Point labeling examples:
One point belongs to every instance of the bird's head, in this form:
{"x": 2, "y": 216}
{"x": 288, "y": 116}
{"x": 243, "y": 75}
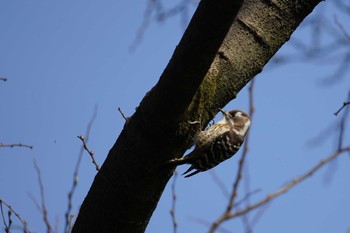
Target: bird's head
{"x": 238, "y": 119}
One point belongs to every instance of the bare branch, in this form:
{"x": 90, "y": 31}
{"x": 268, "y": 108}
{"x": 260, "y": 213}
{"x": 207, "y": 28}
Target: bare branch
{"x": 26, "y": 230}
{"x": 42, "y": 194}
{"x": 339, "y": 110}
{"x": 172, "y": 210}
{"x": 121, "y": 112}
{"x": 288, "y": 186}
{"x": 16, "y": 145}
{"x": 68, "y": 214}
{"x": 82, "y": 138}
{"x": 233, "y": 195}
{"x": 219, "y": 183}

YOUR GOAL: Substitute "leafless branch" for every "bare branch" in the material above and give all of it again with nothing else changed. Leave the pictures out.

FINISHED TASK:
One point belongs to every instance of the bird's head, in this form:
{"x": 2, "y": 216}
{"x": 288, "y": 116}
{"x": 243, "y": 75}
Target: bird's head
{"x": 238, "y": 119}
One point belongs to every instance of the leafless branch, in this form:
{"x": 90, "y": 31}
{"x": 268, "y": 108}
{"x": 260, "y": 213}
{"x": 207, "y": 28}
Target: leafless branch
{"x": 26, "y": 230}
{"x": 42, "y": 194}
{"x": 339, "y": 110}
{"x": 172, "y": 210}
{"x": 121, "y": 112}
{"x": 288, "y": 186}
{"x": 16, "y": 145}
{"x": 68, "y": 214}
{"x": 82, "y": 138}
{"x": 233, "y": 195}
{"x": 219, "y": 183}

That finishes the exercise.